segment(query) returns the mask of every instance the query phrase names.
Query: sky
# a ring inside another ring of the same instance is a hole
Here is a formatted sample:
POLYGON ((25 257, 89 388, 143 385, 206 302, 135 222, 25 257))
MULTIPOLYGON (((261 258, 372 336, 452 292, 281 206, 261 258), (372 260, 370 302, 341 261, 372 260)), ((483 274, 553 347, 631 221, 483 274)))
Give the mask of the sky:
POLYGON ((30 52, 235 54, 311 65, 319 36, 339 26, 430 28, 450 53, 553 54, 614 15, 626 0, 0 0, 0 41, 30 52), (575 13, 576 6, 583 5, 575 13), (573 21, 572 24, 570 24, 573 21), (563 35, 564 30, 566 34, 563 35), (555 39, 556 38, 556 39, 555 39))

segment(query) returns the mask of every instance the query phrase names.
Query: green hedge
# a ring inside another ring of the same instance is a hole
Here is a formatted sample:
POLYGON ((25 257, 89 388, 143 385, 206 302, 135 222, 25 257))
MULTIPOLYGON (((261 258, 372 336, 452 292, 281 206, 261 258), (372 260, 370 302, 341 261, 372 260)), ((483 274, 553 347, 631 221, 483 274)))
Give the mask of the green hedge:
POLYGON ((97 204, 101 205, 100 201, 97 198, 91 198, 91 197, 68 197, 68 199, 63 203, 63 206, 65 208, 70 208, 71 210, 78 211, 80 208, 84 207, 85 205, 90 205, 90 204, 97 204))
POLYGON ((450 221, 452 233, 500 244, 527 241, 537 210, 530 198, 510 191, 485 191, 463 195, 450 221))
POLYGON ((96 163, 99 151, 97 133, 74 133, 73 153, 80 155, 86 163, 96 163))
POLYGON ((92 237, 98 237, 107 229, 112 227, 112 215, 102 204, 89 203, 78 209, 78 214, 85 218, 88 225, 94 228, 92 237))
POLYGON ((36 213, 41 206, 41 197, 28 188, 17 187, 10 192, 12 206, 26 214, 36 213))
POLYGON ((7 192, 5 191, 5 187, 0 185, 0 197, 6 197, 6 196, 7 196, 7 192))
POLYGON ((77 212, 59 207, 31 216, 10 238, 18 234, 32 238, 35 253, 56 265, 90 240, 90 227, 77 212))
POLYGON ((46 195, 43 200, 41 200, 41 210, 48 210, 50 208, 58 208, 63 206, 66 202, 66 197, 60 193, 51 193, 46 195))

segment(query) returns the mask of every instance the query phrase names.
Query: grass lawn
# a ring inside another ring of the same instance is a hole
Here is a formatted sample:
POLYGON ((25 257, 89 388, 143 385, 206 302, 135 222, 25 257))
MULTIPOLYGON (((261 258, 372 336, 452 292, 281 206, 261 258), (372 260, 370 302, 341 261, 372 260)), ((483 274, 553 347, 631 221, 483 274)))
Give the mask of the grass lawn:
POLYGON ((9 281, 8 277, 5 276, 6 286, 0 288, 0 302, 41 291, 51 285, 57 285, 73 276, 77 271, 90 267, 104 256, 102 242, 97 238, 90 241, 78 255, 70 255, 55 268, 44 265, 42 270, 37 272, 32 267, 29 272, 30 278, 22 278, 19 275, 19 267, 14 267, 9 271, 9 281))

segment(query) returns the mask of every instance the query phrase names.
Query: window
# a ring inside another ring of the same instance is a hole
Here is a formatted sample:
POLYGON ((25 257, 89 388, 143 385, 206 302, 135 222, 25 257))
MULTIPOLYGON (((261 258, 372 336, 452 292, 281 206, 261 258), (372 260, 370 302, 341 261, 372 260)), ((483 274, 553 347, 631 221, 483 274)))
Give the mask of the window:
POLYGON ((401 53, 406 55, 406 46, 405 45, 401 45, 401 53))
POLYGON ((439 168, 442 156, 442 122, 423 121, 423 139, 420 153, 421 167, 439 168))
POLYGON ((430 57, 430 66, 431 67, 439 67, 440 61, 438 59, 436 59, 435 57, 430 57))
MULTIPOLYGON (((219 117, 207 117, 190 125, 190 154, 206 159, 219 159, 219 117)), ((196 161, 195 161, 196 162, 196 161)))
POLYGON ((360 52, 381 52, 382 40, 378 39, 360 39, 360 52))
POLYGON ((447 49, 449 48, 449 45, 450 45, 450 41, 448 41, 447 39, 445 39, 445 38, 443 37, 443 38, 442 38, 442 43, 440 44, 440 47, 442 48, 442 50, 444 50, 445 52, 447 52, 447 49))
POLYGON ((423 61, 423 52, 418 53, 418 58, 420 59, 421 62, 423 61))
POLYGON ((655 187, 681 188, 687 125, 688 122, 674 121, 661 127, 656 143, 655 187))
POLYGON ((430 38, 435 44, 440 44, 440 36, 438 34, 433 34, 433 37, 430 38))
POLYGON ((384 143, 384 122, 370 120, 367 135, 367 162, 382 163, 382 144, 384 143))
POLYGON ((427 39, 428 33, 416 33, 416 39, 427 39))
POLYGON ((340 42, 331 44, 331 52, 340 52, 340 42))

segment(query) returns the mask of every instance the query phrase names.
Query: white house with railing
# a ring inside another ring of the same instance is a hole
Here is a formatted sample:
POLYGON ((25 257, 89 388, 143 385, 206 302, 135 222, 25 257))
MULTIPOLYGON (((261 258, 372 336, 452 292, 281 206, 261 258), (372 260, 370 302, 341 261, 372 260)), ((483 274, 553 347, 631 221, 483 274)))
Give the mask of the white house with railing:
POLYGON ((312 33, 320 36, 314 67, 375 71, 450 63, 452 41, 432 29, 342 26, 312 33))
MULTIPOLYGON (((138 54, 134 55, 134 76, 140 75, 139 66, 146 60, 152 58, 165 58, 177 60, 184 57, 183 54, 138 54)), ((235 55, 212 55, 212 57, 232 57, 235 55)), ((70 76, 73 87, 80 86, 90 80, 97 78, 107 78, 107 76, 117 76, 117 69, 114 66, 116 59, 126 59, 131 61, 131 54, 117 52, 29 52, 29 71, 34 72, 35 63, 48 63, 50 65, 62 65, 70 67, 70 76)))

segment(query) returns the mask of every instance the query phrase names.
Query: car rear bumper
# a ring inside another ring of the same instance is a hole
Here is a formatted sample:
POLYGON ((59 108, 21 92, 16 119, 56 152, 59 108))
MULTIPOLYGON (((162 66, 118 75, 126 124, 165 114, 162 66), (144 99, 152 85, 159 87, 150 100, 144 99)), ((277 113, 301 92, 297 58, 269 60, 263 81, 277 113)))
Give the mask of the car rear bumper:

——————————

#### What is being asked:
All of the records go in your answer, copied exactly.

#### Result:
segment(query) returns the mask of every instance the query phrase names.
Query: sky
# a ring inside another ring of the same instance is a hole
Here is a formatted sample:
POLYGON ((25 257, 89 388, 143 385, 206 302, 135 222, 25 257))
MULTIPOLYGON (((261 258, 372 336, 452 292, 281 206, 261 258), (372 260, 370 302, 341 261, 372 260)), ((483 274, 553 347, 631 221, 483 274)))
Give the mask of the sky:
POLYGON ((30 52, 235 54, 311 65, 319 36, 339 26, 430 28, 450 53, 553 54, 614 15, 626 0, 0 0, 0 41, 30 52), (575 13, 576 6, 583 5, 575 13), (573 21, 572 24, 570 24, 573 21), (563 35, 564 30, 566 34, 563 35), (555 39, 556 38, 556 39, 555 39))

segment(query) returns the mask of every instance the query phrase names.
Query: green hedge
# a ring inside another ring of the same instance is a hole
Here is a formatted sample:
POLYGON ((25 257, 89 388, 143 385, 206 302, 135 222, 25 257))
MULTIPOLYGON (((261 258, 372 336, 452 292, 281 206, 261 258), (372 260, 370 302, 341 261, 372 260)), ((483 274, 553 347, 631 221, 483 274)))
Give the mask of the green hedge:
POLYGON ((97 204, 101 205, 100 201, 97 198, 91 198, 91 197, 68 197, 68 199, 63 203, 63 206, 65 208, 70 208, 71 210, 78 211, 80 208, 84 207, 85 205, 90 205, 90 204, 97 204))
POLYGON ((450 221, 452 233, 500 244, 527 241, 537 210, 530 198, 510 191, 485 191, 463 195, 450 221))
POLYGON ((96 163, 99 151, 97 133, 74 133, 73 153, 80 155, 86 163, 96 163))
POLYGON ((92 237, 98 237, 107 229, 112 227, 112 215, 102 204, 89 203, 78 209, 78 214, 85 218, 88 225, 94 228, 92 237))
POLYGON ((36 213, 41 206, 41 197, 28 188, 17 187, 10 192, 12 206, 26 214, 36 213))
POLYGON ((7 192, 5 191, 5 187, 0 185, 0 197, 6 197, 6 196, 7 196, 7 192))
POLYGON ((77 212, 59 207, 31 216, 10 238, 18 234, 32 238, 35 253, 56 265, 90 240, 90 227, 77 212))
POLYGON ((46 195, 43 200, 41 200, 41 210, 48 210, 50 208, 58 208, 63 206, 66 202, 66 197, 60 193, 51 193, 46 195))

segment(query) returns the mask of every instance the query phrase names.
Query: grass lawn
# a ring inside another ring of the same instance is a hole
Here is a formatted sample:
POLYGON ((25 257, 89 388, 143 385, 206 302, 135 222, 25 257))
MULTIPOLYGON (((261 258, 372 336, 452 292, 281 206, 261 258), (372 260, 370 302, 341 261, 372 260)), ((483 274, 553 347, 631 221, 483 274)))
Give the mask of the grass lawn:
POLYGON ((9 281, 8 277, 5 276, 6 286, 0 288, 0 302, 41 291, 51 285, 57 285, 73 276, 77 271, 90 267, 104 256, 102 242, 97 238, 90 241, 78 255, 70 255, 55 268, 44 265, 42 270, 37 272, 32 267, 29 272, 30 278, 22 278, 19 275, 19 267, 14 267, 9 271, 9 281))

segment(query) returns the mask of every instance the query phrase names.
Query: window
# a ring inside another ring of the same instance is a hole
Here is a formatted sample:
POLYGON ((25 257, 89 388, 143 385, 206 302, 135 222, 25 257))
MULTIPOLYGON (((261 258, 372 336, 452 292, 281 206, 261 258), (372 260, 370 302, 341 261, 372 260)), ((483 274, 553 347, 631 221, 483 274)))
Give the mask of the window:
POLYGON ((401 53, 406 55, 406 46, 405 45, 401 45, 401 53))
POLYGON ((439 168, 442 156, 442 122, 423 121, 423 139, 420 153, 421 167, 439 168))
POLYGON ((430 57, 430 66, 431 67, 439 67, 440 61, 438 59, 436 59, 435 57, 430 57))
MULTIPOLYGON (((219 117, 207 117, 190 125, 190 154, 206 159, 219 159, 219 117)), ((196 161, 195 161, 196 162, 196 161)))
POLYGON ((360 52, 381 52, 382 40, 378 39, 360 39, 360 52))
POLYGON ((447 49, 449 48, 449 45, 450 45, 450 41, 448 41, 447 39, 445 39, 445 38, 443 37, 443 38, 442 38, 442 43, 440 44, 440 47, 442 48, 442 50, 444 50, 445 52, 447 52, 447 49))
POLYGON ((423 61, 423 52, 418 53, 418 58, 420 59, 421 62, 423 61))
POLYGON ((655 187, 681 188, 687 125, 688 122, 674 121, 661 127, 656 143, 655 187))
POLYGON ((430 38, 435 44, 440 44, 440 36, 438 34, 433 34, 433 37, 430 38))
POLYGON ((384 143, 384 122, 370 120, 367 135, 367 162, 382 163, 382 144, 384 143))
POLYGON ((427 39, 428 33, 416 33, 416 39, 427 39))
POLYGON ((340 42, 331 44, 331 52, 340 52, 340 42))

segment(query) returns the mask of every instance the query phrase names.
Query: white house with railing
# a ring inside another ring of the same instance is a hole
Here is a formatted sample:
POLYGON ((25 257, 89 388, 143 385, 206 302, 135 222, 25 257))
MULTIPOLYGON (((261 258, 372 336, 452 292, 281 206, 261 258), (372 260, 370 302, 341 261, 372 260)), ((483 274, 553 347, 631 221, 483 274)))
Give the mask of the white house with railing:
POLYGON ((312 33, 320 36, 314 67, 375 71, 450 63, 452 41, 432 29, 342 26, 312 33))
MULTIPOLYGON (((138 54, 134 55, 134 76, 140 75, 139 66, 146 60, 152 58, 165 58, 177 60, 184 57, 183 54, 138 54)), ((235 55, 212 55, 212 57, 232 57, 235 55)), ((70 76, 73 87, 80 86, 90 80, 97 78, 107 78, 107 76, 117 76, 117 69, 114 66, 116 59, 126 59, 131 61, 131 54, 117 52, 29 52, 29 71, 34 72, 35 63, 48 63, 50 65, 62 65, 70 67, 70 76)))

segment(query) returns the mask of every instance the query phrase names.
Query: car rear bumper
# a ring inside another ring of the same instance is a hole
Here is a formatted sample:
POLYGON ((59 108, 21 92, 16 119, 56 152, 59 108))
MULTIPOLYGON (((162 66, 118 75, 126 124, 165 114, 162 66), (144 99, 152 85, 159 87, 150 100, 144 99)), ((277 113, 301 92, 297 58, 269 60, 263 81, 277 113)))
Give the mask of the car rear bumper:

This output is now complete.